%%

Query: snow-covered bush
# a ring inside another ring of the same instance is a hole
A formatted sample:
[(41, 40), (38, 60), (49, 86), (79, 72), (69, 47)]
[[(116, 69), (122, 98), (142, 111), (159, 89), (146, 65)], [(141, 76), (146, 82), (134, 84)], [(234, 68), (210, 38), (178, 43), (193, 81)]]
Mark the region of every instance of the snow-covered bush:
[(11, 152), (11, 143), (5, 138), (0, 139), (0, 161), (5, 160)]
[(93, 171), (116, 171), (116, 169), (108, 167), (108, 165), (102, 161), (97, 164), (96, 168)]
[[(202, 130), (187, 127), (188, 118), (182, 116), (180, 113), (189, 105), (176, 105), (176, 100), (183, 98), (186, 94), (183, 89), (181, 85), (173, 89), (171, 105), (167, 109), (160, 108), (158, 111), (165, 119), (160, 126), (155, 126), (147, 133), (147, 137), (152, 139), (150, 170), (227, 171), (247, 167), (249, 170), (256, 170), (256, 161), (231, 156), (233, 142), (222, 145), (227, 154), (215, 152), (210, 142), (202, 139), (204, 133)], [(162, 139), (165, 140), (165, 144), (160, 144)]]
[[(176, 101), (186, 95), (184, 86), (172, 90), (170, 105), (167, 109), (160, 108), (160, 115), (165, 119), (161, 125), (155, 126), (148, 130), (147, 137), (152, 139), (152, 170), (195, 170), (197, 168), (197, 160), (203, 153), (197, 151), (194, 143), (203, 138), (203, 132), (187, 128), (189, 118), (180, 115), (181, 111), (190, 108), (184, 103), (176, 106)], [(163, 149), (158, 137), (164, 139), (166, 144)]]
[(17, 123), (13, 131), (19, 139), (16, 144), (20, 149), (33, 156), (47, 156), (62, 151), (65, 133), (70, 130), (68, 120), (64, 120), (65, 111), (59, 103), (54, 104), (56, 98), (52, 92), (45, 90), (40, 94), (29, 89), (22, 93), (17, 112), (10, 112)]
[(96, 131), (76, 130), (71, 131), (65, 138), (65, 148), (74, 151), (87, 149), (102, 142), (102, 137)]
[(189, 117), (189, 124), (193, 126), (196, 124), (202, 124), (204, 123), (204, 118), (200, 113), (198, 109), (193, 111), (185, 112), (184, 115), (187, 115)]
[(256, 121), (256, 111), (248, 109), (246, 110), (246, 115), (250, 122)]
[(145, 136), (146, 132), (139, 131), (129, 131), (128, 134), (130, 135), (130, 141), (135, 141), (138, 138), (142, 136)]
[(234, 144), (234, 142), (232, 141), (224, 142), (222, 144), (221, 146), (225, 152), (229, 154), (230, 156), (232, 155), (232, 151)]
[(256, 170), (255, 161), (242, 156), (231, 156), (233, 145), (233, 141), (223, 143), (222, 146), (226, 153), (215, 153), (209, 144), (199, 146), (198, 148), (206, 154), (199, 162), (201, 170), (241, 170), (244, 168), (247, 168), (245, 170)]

%%

Copy out every line of the material from its start up to and including the line containing "139), (166, 144)]]", adding -87 to each coordinate in the answer outlines and changing nothing else.

* OUTPUT BELOW *
Query: snow-covered bush
# a ring inside another ring of the same instance is a hole
A formatted sample:
[(41, 40), (38, 60), (49, 86), (79, 72), (69, 47)]
[[(116, 69), (122, 98), (142, 111), (159, 89), (146, 65)], [(141, 76), (146, 82), (134, 84)], [(234, 68), (210, 38), (178, 43), (193, 81)]]
Mark the region of every instance of the snow-covered bush:
[(-76, 65), (-76, 56), (-82, 51), (-87, 52), (-87, 74), (-82, 73)]
[(6, 84), (29, 84), (29, 82), (21, 80), (21, 78), (15, 74), (10, 77), (9, 81)]
[[(115, 43), (100, 40), (101, 31), (95, 29), (93, 26), (102, 18), (89, 18), (89, 13), (96, 11), (99, 7), (96, 2), (94, -2), (86, 2), (84, 18), (80, 22), (73, 21), (71, 24), (78, 32), (73, 39), (68, 39), (60, 46), (60, 50), (65, 52), (63, 83), (140, 84), (160, 80), (162, 83), (169, 83), (169, 74), (144, 69), (146, 55), (135, 58), (140, 67), (128, 65), (123, 55), (115, 52), (117, 46)], [(75, 52), (78, 53), (78, 57), (73, 57)]]
[[(89, 14), (99, 8), (97, -1), (85, 3), (83, 18), (80, 22), (73, 21), (73, 28), (78, 32), (74, 38), (68, 39), (61, 43), (60, 50), (65, 52), (65, 83), (108, 83), (110, 81), (110, 73), (116, 66), (110, 64), (107, 56), (116, 51), (116, 45), (100, 41), (102, 31), (93, 28), (94, 24), (103, 21), (97, 16), (89, 19)], [(76, 62), (71, 50), (77, 52), (79, 57)]]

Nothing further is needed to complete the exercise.